**MATERIAL SHOWN**
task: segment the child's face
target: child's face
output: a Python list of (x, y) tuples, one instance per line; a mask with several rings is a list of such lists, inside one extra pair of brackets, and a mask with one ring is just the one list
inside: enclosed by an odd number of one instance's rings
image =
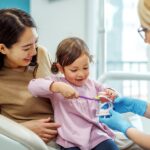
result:
[(89, 57), (83, 54), (71, 65), (65, 66), (63, 73), (66, 80), (76, 86), (82, 86), (89, 76), (89, 63)]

**WRITTEN EXERCISE**
Update the lines above by replacing "child's face" with "face of the child" everywhere it appears and leaving everything else as it is. Omit the pictures from your answer.

**ANSWER TO THE TASK**
task: segment the face of the child
target: face of the child
output: a Python list of (x, y) tuples, one instance per line; a mask with several rings is a list of such lists, inside one extra pair of brackets, and a mask with one ring is just the one list
inside: enclosed by an odd number of one instance's rings
image =
result:
[(89, 57), (83, 54), (71, 65), (65, 66), (63, 73), (66, 80), (76, 86), (82, 86), (89, 76), (89, 63)]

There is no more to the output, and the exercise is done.